— BEGIN Data for the task —
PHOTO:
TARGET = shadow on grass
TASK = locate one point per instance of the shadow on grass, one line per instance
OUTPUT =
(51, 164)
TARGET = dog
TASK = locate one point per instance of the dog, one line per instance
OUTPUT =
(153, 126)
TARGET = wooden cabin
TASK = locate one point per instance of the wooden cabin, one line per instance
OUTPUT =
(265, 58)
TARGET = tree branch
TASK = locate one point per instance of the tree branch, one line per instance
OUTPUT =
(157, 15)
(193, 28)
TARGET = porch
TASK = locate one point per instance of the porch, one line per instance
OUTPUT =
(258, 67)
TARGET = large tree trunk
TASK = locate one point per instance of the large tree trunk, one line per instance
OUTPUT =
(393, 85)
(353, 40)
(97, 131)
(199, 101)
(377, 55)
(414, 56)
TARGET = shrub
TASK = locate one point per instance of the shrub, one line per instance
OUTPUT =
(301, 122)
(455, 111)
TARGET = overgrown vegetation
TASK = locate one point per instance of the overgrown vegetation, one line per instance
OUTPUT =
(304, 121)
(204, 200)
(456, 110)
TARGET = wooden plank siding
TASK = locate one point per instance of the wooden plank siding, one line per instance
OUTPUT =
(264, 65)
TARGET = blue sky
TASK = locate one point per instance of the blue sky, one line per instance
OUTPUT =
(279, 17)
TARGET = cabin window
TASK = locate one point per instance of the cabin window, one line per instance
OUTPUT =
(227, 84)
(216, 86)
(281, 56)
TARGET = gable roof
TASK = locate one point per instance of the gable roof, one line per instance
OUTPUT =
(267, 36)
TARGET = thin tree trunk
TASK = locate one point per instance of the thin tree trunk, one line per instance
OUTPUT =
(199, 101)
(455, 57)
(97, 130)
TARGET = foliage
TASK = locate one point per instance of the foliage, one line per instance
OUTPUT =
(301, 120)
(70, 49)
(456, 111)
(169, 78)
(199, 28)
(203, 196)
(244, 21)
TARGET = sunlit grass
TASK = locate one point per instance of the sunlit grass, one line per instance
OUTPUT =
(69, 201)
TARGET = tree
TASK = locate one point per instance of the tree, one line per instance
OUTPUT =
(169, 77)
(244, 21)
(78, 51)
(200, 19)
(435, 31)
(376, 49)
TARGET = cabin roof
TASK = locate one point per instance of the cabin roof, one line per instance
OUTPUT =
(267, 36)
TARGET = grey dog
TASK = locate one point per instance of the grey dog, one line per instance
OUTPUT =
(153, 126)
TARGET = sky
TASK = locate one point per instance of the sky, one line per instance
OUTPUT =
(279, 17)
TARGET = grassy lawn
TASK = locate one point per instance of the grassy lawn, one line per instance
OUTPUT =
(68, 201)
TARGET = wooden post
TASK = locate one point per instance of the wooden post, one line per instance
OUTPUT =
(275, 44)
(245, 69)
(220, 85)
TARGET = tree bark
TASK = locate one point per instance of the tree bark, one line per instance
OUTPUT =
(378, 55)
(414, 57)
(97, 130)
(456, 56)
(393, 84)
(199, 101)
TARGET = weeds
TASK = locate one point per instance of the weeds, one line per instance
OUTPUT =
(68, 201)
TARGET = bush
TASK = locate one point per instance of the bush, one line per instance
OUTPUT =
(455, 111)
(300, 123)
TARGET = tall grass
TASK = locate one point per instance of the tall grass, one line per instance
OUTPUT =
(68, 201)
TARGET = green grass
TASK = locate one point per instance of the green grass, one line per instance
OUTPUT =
— END Data for the task —
=== Aim ===
Copy exactly the line containing "TARGET = grassy lawn" and every line after it, ending with the last line of the records above.

=== Response to the exercise ===
TARGET = grassy lawn
TASK = locate one point per instance of the grassy lawn, one line per instance
OUTPUT =
(68, 201)
TARGET = wooden post
TASK = locate one point per instance of the wooden post, one line per instance
OUTPUT =
(275, 44)
(245, 69)
(220, 85)
TARGET = tree bark
TASK = locate one point per instance of the tree bark, one line per instance
OUTPUT =
(378, 55)
(414, 57)
(97, 130)
(456, 56)
(393, 84)
(199, 101)
TARGET = weeds
TASK = locate one point per instance of the weeds, one line per instance
OUTPUT =
(68, 201)
TARGET = bush
TASK = locate one point per instance of the bush, one line per instance
OUTPUT =
(455, 111)
(300, 123)
TARGET = tall grass
TASK = locate one point per instance of the tall grass, one line per instance
OUTPUT =
(68, 201)
TARGET = green grass
TASK = locate one point per instance of the green grass, one line per instance
OUTPUT =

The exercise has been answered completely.